#### [What the task asks]
In every one of the entries below, swap "comma-joined" for "comma-separated" and keep all other wording the same. Leave the pictures out of your version.
------------------------------------------------------------
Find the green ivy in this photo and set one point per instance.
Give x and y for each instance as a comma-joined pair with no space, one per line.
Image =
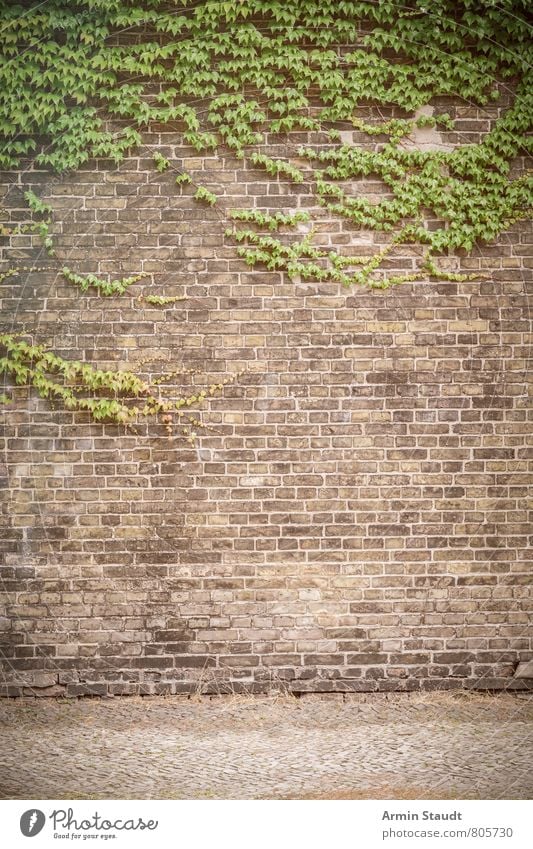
103,287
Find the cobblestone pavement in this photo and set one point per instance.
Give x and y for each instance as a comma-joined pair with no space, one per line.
378,746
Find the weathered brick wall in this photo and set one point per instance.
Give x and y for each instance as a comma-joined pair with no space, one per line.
356,519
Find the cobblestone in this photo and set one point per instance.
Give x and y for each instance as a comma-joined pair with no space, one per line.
438,745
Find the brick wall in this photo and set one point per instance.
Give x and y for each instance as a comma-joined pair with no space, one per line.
355,518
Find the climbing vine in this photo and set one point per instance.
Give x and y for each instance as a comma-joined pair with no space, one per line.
263,67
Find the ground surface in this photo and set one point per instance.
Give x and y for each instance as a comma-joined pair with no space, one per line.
402,746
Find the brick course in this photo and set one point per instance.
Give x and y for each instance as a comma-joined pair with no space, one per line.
356,518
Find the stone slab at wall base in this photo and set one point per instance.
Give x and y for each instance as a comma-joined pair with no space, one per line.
70,686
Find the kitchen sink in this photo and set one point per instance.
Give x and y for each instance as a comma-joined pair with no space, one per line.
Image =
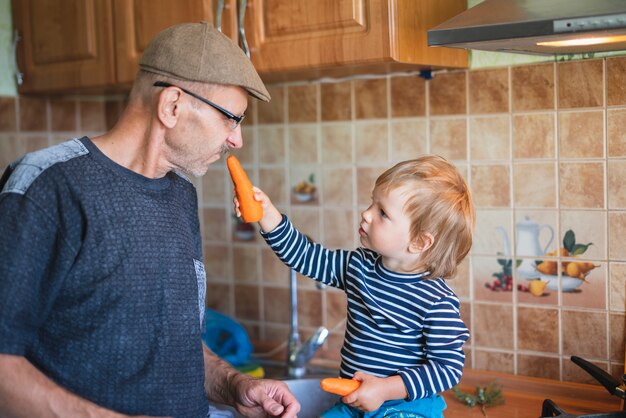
313,400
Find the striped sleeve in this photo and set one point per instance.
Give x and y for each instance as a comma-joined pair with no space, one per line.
444,336
306,257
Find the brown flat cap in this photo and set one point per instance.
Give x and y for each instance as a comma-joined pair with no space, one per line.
199,52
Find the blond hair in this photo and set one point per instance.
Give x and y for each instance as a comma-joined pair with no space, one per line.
439,203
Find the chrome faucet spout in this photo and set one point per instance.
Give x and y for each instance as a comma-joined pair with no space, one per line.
299,354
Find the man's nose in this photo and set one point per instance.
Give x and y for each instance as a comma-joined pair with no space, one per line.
235,139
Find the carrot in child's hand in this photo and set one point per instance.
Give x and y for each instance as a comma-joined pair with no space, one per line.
339,386
251,209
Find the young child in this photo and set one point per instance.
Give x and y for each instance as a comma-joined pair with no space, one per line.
404,336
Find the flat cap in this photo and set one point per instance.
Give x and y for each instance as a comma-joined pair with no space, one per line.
199,52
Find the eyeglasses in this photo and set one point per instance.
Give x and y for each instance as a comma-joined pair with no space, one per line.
235,120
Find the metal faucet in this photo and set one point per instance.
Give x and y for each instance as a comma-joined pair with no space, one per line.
298,354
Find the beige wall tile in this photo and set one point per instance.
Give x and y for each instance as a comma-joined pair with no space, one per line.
218,298
617,277
580,83
303,144
307,220
408,96
365,180
370,98
340,228
533,136
274,111
92,116
581,134
214,225
214,184
493,326
248,152
581,185
539,366
584,334
245,264
461,283
616,81
489,138
337,186
336,101
216,262
616,134
271,145
372,144
409,139
534,185
336,307
337,144
247,302
309,308
273,183
10,150
617,232
8,116
63,115
302,103
532,87
617,330
448,138
276,308
448,94
489,91
490,185
616,185
33,114
494,361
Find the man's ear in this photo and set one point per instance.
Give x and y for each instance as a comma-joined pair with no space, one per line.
422,243
168,106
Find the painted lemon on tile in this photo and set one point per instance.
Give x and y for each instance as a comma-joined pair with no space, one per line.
536,287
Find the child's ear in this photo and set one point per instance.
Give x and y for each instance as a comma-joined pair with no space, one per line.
422,243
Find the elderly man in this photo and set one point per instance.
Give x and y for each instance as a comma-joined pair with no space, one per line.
102,284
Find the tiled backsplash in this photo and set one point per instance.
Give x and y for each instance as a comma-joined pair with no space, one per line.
543,147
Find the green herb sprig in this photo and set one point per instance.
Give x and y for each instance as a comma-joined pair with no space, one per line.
490,395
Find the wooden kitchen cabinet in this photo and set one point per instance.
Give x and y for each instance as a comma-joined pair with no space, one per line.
300,39
84,46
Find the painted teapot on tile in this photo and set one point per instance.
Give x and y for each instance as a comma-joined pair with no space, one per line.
528,244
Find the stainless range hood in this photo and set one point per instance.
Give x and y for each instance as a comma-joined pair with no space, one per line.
540,27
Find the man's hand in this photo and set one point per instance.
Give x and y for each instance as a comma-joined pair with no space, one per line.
262,397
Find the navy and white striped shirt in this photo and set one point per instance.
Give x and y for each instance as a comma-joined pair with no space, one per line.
398,324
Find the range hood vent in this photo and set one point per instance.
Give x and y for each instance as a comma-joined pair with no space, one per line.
538,27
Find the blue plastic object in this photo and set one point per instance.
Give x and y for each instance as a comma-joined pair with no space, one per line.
226,338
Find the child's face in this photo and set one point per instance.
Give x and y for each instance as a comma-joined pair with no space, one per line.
385,228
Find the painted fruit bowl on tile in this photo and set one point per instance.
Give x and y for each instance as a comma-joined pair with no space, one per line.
568,283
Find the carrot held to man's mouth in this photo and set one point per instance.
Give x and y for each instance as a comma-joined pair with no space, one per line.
251,209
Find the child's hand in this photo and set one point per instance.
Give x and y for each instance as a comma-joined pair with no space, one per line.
374,391
271,215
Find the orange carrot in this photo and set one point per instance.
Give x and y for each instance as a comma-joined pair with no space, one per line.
339,386
251,209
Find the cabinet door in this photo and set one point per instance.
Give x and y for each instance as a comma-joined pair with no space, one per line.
65,44
137,21
329,35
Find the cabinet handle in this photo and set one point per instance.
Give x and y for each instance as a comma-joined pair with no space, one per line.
218,15
19,76
241,14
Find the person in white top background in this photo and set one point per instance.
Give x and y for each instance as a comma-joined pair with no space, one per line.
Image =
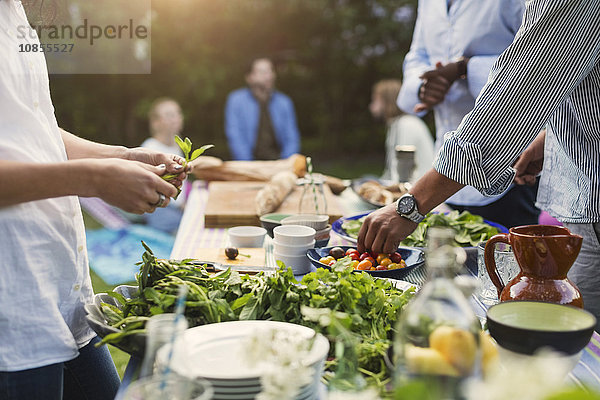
------------------------------------------------------------
#### [Finished exercise]
Find the green ivy in this photo and set one point per instance.
Give x and y for each instance as a comma-separated pair with no space, one per line.
Image =
103,287
Find the cobblestone pavement in this photo and set one point per instance.
Give x and y for each instance as a comma-separated pair with no space, one per line.
378,746
Find the weathered brick wall in this photo and set one point per instance.
Give x and y for each instance as a comma-separated pair with no space, one per line.
356,519
Find the cobblestone in this photo and set one point per instance.
Give x and y for each instance as a comma-separated pair with no space, one per line.
438,745
Find the brick wall in this photo and set one point per instance.
Give x and y for each instance as a comma-separated pair with no space, one per line.
355,518
Find the climbing vine in this photo and set one point per instance.
Give x and y for each instance as a comma-separated pair with no space, one per line.
263,67
Find the ground surface in this photo and set one point per instance.
Give x and y for each instance as a comma-separated pair with no space, one per line.
402,746
Find the brick course in this photo and set one point per instance.
Give x and y for each instance as a comma-separated pair with no space, one per line.
356,518
Find the stone slab at wall base in this photo and set one point per instance.
Give x and y for each instance as a comma-separated pair with no space, one per line.
70,686
Find the kitchen sink in this photo and set one point per instance.
Give x and y for each instance as a comma-separated pair with no space, one per line.
Image =
313,400
Find the striped sleeve in this photo and set one point per instance.
Give x and y for each instance as a comma-separated pair with no space, one per line.
444,336
306,257
Find the brown flat cap in this photo and set one point per instance.
Give x and y for each instance as a comma-separated pair with no space, one per line.
199,52
Find the blond hair in this photo and set one point per instance.
Give x and y for each instance as a comma-separated pair with no space, one per line.
439,203
Find the chrome faucet spout in this photo and set one point per instance.
Give x and y for each instance as a comma-separated pair with no space, one per line.
299,354
Find the man's nose in this photo and set one point per instance.
Give x and y for each instance as a comma-separated pair with no space, one per line.
235,139
Find the carrot in child's hand in this photo and set one point per instance.
Give x and y for each instance as a comma-separated pair with no space, one per line.
339,386
251,209
Find the young child in this photo and set one point per instance.
Give x and y for each instance as a comma-separated pair with no space, one per line.
404,336
Find the flat cap in this photo and set one point per instance.
Give x and y for each instance as a comma-separated pair with no space, one per line.
199,52
Find the eyeglasses in this photo and set one point per instance.
Give x and y for each instance as a comma-separated pair with no space, one per line.
235,120
Find the metal faucet in this photo and set one point per instance.
Give x and y for each instance as a comma-separated pair with no space, one per line.
298,354
Find the beige wall tile in this photo and set one point per instance.
Give x and y for each instance as a comma-separated pair with no space, one per line.
218,298
617,277
580,83
303,144
307,220
408,96
365,180
370,98
340,228
533,136
274,111
92,116
581,134
214,225
214,184
493,326
248,152
581,185
539,366
584,334
245,264
461,283
616,81
489,138
337,186
336,101
216,262
616,134
271,145
372,144
409,139
534,185
336,307
337,144
247,302
309,308
273,183
10,150
617,232
8,116
63,115
302,103
532,87
617,330
448,138
276,308
448,94
489,91
490,185
616,185
33,114
494,361
Find the man's ear in this photo and set one point per instance.
Give x and y for each instance as a comma-separated pair with no space, one per line.
422,243
168,106
Find the painted lemon on tile in this photo and set one point per instance.
Give x and y for each instance as a comma-separated pair with no space, one per line.
536,287
Find the child's ear in this photo and set one point per instance.
Give x and y for each instance as a comma-separated pair with no space, one per line.
422,243
Find the elderly man in this photo and set one point per instance.
Give x and y for each instance as a comma-separated pair with no space, one per line.
102,284
Find the tiled backsplash in this photo and set one point per instance.
Give x and y for each instance as a comma-separated pair with no space, one per line.
543,147
Find the green herb sprig in this photo and set one point per instance.
Give x and y for each instance as a comma-separated pair with no space, one per line.
490,395
Find the wooden kitchen cabinet in this photo and set one point per instance.
Give x and y for each instance as a comma-separated pair with no space, one per line.
300,39
84,46
Find the painted teapot on tile in this photo and set one point per instance.
Give x and y for each instance as a comma-separated pair with no space, one per line.
528,244
Find the stainless range hood in this photo and set one point per instance.
Give x and y for each instance as a comma-separated pair with no space, one per line.
540,27
Find the man's hand in this photo and set one point per instance.
Give x and y for each instance as a comma-separated pair with no space, one per line.
262,397
Find the navy and white striped shirt in this photo and set one point per instance.
Give x and y for each instance as a comma-separated pair with no space, one per line.
398,324
Find the range hood vent in this photo and set one point per instance.
Give x and y for each instance as a comma-separated pair with no space, one per line.
538,27
Find the blue plastic object in this photo and set one point per instance.
Give x and y for each instance as a comma-separated pair with no space, one per line.
226,338
Find the child's face in this photo and set one point per instance.
Give x and y for each instance as a comma-separated pair with no space, one per line.
385,228
Find the painted fruit bowl on tile in this photo and set one point per instance.
Give x and y for each instance as a comma-separated pair with no space, one per line.
568,283
Find the carrot held to man's mouth in this photo and set one point per instance.
Give x and y for each instance as a comma-separated pair with no space, one per line.
251,209
Find the child's hand in this photo and set one point per instance.
Give x and y for each instance as a comma-separated pair with no space, one per line.
374,391
271,215
Find the orange carrot in this photo and set one point per instance.
Give x and y for each instance as a comma-separated pair with no space, one per line.
339,386
251,209
Find the cabinet door in this photo and set one point per instance.
Give x and y for each instance as a comma-separated pair with no space, one per line.
65,44
137,21
329,35
Find the cabinet handle in this photo and set one point per instance.
Give x and y for each instance as a comma-separated pair with no space, one per line.
218,15
19,76
241,14
Find the person in white top background in this photo and set one point per instance.
Give x and y for each instance as a comma-separated pair with no space, one per line.
Image =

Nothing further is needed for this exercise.